### EXTRACT
+-------+

They've even gotten better at being wrong. Today, instead of the weather turning out to be gorgeous on a day that was supposed to be rainy or vice versa, forecasts in recent years tend to be wrong about the amount of rain or clouds or what time it will start. This is an underappreciated improvement over being flat-out wrong.

There is a team of thousands of people using cutting-edge computers, sensors, and research (mixed with a dose of "poke your head out the window and look up") that make analyses such as this one routine:

Just another day at the weather office.

Thanks to the pile of technology and knowledge churned together at government weather offices every hour of every day, pilots, sailors, farmers, picnic goers, and dog walkers can hop on the internet, go to their favorite weather source, and know within minutes whether it's a good day to fly, if the crops will need watered today, or if Fluffy would fly away if you took her to the park for her walk.

+-------+

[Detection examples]
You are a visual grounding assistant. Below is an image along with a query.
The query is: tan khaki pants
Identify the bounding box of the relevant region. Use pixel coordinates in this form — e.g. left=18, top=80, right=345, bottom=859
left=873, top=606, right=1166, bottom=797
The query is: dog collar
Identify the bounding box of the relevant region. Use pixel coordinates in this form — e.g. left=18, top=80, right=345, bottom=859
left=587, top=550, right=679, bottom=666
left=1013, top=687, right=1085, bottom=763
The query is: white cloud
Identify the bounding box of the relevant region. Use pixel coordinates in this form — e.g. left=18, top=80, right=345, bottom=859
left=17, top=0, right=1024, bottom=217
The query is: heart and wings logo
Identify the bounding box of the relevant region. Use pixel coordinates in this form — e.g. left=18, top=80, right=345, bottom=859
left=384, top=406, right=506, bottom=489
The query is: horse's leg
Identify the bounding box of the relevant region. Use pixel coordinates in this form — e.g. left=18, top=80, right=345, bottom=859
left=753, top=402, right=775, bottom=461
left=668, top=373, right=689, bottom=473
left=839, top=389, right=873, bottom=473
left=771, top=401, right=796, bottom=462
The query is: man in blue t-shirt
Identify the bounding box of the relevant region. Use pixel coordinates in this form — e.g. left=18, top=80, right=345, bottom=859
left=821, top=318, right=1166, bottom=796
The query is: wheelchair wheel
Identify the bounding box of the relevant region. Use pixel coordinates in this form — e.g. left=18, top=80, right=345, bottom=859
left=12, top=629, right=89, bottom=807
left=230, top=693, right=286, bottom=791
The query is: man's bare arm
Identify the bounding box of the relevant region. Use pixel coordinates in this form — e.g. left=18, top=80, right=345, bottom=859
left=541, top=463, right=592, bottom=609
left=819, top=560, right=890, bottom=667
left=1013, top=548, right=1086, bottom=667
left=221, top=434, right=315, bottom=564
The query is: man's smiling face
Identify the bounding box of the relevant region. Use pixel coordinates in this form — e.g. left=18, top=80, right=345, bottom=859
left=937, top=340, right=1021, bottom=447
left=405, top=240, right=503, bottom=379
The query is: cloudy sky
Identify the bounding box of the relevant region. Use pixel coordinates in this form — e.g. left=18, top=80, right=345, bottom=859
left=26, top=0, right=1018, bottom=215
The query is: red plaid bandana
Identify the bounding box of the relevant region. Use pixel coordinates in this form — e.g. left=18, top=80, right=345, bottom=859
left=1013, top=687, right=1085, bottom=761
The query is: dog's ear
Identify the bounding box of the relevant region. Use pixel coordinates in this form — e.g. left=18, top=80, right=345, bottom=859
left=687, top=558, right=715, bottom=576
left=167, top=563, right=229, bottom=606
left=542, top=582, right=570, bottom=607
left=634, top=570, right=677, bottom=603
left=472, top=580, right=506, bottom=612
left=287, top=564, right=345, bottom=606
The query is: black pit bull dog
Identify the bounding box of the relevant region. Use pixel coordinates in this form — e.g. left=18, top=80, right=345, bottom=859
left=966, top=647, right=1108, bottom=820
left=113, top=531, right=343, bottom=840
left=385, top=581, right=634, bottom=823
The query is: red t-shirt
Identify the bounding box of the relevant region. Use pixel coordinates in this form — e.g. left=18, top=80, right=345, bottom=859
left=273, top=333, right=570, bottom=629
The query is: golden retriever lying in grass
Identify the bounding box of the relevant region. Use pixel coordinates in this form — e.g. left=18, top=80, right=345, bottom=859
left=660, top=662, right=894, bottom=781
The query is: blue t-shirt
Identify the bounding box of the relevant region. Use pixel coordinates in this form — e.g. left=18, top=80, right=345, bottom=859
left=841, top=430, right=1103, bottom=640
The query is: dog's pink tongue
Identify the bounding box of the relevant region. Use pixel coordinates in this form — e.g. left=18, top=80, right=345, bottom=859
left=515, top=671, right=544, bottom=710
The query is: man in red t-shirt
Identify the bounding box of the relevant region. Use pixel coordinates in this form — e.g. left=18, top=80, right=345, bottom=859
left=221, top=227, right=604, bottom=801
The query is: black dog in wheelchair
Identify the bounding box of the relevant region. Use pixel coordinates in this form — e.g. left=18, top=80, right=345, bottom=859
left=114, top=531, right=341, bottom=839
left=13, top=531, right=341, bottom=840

+-------+

### INSTRUCTIONS
a) From the weather forecasting passage, extract everything from "They've even gotten" down to "being flat-out wrong.".
b) In the weather forecasting passage, what do forecasts in recent years tend to be wrong about?
c) Please carry on the weather forecasting passage from its last sentence.
These entries were taken from a different source than the weather forecasting passage.

### PER-TASK ANSWERS
a)
They've even gotten better at being wrong. Today, instead of the weather turning out to be gorgeous on a day that was supposed to be rainy or vice versa, forecasts in recent years tend to be wrong about the amount of rain or clouds or what time it will start. This is an underappreciated improvement over being flat-out wrong.

b) The amount of rain or clouds, or what time it will start.

c)
Nothing in life comes free, and although we may not have paid a fee for the website we went to in order to get this information, millions of dollars of tax money goes to places like the NWS, NOAA, etc. to produce these forecasts. Considering that these forecasts save lives by keeping planes and ships out of weather they can't handle and save millions of dollars in crops and other products by warning of conditions that will affect them, we actually get a pretty good return on that money.

In fact, as an interesting historical note, the very first successful, specific forecast of a tornado occurred in 1948 at Tinker Air Force Base in Oklahoma. Because the base had a few hours of warning that there would probably be tornadoes that afternoon, they took steps to move aircraft into hangars and other shelters. The predicted tornado did happen, and because of the precautions taken, approximately $4 million ($40 million in 2013 dollars) of taxpayer-paid-for planes and equipment was saved.

Unfortunately, in October 2013, the gamesmanship of the U.S. government sequester turned into a EF-5 tornado of political windbaggery, leading to a government shutdown. Politicians and bureaucrats recognized the importance of maintaining forecasters on the job looking out for weather that might affect us. Throughout the shutdown, they were deemed essential personnel and went to work every day.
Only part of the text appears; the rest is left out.